Write each line exactly as it stands, from the line containing "of the shadowed" through the end of the data.

#### AVAILABLE DATA

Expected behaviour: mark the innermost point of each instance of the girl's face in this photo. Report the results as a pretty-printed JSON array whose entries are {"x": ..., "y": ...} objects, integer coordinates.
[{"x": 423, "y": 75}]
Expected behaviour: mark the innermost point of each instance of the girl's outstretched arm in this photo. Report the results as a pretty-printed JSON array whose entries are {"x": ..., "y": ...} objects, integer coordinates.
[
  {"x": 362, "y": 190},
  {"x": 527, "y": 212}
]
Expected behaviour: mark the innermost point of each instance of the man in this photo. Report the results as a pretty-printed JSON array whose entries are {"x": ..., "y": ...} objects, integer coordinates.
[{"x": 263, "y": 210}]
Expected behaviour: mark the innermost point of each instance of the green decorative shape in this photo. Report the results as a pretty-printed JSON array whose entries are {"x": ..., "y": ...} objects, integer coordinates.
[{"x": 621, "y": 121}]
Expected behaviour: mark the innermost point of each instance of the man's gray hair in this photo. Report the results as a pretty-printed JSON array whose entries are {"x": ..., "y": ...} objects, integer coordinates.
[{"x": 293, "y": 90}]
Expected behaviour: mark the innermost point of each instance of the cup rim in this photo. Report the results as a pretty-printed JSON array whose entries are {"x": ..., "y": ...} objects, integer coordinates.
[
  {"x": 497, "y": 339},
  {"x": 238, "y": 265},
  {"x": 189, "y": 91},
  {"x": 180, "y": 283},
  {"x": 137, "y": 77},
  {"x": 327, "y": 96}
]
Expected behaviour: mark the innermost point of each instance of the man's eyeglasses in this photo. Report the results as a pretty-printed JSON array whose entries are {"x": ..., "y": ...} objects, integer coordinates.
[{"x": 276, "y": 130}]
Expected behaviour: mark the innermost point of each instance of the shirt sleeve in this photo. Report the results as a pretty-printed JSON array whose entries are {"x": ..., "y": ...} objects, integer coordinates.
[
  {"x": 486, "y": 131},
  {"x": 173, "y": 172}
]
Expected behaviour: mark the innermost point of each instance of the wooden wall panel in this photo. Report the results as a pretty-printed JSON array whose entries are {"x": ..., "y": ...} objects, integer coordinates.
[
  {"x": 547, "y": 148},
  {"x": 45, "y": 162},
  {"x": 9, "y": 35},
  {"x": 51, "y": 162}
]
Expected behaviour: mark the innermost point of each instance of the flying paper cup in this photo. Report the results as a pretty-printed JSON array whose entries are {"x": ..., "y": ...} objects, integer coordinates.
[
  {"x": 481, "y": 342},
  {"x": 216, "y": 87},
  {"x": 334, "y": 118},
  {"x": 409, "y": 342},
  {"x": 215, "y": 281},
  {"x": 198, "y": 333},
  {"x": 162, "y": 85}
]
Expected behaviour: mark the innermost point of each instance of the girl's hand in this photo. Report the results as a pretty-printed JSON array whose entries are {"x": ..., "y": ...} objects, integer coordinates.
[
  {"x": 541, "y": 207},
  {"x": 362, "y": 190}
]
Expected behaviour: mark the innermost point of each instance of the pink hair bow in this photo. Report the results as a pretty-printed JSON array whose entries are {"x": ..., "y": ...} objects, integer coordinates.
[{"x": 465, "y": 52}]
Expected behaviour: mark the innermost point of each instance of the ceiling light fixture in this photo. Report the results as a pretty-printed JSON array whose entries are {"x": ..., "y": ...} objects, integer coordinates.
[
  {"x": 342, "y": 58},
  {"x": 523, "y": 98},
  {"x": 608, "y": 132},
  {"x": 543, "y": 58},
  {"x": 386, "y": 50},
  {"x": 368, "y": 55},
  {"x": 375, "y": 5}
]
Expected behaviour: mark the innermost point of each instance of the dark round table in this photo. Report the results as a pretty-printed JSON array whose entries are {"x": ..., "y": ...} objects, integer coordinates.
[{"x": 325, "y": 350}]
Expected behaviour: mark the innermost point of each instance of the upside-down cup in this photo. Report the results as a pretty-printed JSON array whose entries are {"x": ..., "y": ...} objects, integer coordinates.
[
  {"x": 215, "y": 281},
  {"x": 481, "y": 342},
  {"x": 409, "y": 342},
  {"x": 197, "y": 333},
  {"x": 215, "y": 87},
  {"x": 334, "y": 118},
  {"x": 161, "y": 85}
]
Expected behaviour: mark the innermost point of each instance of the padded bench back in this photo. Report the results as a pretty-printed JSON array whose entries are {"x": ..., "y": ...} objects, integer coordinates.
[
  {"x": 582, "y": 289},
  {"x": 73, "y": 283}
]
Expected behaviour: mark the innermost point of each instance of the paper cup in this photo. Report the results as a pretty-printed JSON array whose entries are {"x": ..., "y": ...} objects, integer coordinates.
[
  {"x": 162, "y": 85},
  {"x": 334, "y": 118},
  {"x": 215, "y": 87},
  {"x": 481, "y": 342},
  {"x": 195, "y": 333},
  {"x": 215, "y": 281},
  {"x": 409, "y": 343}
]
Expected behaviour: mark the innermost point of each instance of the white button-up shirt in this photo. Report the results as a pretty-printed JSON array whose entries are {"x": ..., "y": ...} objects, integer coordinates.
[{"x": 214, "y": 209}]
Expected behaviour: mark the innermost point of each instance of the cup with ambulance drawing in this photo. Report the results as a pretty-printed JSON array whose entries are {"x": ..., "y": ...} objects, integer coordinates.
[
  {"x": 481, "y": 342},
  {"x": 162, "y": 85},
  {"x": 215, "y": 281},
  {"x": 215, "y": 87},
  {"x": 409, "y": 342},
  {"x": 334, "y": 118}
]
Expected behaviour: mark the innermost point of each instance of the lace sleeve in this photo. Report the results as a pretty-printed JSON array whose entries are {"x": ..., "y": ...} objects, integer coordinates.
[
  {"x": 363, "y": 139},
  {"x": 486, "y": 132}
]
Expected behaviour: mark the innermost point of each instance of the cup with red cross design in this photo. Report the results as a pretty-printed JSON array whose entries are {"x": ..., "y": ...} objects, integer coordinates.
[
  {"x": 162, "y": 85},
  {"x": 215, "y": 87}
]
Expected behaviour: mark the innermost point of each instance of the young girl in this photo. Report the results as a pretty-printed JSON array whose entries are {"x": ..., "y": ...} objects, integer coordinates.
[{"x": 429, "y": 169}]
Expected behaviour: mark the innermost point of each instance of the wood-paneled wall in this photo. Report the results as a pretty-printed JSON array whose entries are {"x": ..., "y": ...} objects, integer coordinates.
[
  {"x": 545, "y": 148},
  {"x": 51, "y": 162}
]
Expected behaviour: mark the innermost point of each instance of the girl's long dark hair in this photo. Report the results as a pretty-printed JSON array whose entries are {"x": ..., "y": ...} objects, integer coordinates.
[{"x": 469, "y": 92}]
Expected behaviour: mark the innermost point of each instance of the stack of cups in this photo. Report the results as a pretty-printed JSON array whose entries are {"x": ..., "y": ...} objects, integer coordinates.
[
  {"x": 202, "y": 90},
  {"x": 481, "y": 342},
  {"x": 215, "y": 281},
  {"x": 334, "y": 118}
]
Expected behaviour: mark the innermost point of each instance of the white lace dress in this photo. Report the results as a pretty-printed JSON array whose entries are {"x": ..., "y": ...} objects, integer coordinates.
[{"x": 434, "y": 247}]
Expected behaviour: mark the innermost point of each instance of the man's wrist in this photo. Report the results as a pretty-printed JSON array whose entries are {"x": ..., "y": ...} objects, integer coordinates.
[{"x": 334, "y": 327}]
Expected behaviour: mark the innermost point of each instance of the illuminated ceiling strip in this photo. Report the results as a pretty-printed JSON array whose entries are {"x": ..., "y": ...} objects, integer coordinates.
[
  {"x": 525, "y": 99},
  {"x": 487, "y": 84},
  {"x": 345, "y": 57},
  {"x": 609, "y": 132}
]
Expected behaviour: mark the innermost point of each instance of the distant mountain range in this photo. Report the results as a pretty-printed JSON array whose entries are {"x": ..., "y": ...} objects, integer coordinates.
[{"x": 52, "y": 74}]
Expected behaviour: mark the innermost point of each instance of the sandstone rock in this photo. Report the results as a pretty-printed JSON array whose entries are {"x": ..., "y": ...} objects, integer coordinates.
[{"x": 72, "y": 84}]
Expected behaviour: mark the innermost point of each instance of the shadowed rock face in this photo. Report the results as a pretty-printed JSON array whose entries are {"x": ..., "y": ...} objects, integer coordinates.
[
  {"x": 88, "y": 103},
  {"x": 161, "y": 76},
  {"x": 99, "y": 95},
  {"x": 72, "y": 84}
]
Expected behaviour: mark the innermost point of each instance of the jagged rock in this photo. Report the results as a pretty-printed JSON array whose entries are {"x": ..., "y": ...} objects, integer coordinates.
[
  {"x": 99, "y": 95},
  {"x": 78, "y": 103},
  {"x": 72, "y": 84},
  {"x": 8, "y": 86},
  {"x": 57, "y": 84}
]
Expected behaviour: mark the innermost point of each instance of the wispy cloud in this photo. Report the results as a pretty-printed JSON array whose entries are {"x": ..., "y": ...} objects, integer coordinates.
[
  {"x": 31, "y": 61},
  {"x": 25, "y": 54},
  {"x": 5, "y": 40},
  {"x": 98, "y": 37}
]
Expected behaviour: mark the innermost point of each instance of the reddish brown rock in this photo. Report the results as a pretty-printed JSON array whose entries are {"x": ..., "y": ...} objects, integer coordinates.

########

ANSWER FOR THE TASK:
Expected behaviour: mark the innermost point of each instance of the shadowed rock face in this photo. Report the results as a pretty-printed JSON array whose entries are {"x": ..., "y": ...} objects, integer coordinates.
[
  {"x": 88, "y": 103},
  {"x": 161, "y": 76},
  {"x": 99, "y": 95},
  {"x": 72, "y": 84}
]
Expected behaviour: mark the innermost point of each instance of the jagged rock in this photo. Report the results as a pretty-printed JSON array whose entries are {"x": ..., "y": ...} objects, integer coordinates.
[
  {"x": 99, "y": 95},
  {"x": 78, "y": 103},
  {"x": 72, "y": 84},
  {"x": 8, "y": 86},
  {"x": 57, "y": 84}
]
Expected behaviour: mark the innermost point of each instance of the wispy cloud in this photo. Report the results as a pretty-printed JSON array whose entries are {"x": ..., "y": ...} objects, integer coordinates.
[
  {"x": 31, "y": 61},
  {"x": 25, "y": 54},
  {"x": 5, "y": 40},
  {"x": 98, "y": 37}
]
Expected behaviour: mark the innermost point of each instance of the reddish brown rock in this photo. Report the results as a pretty-printed JSON array whose entries are {"x": ..., "y": ...} objects, integer coordinates.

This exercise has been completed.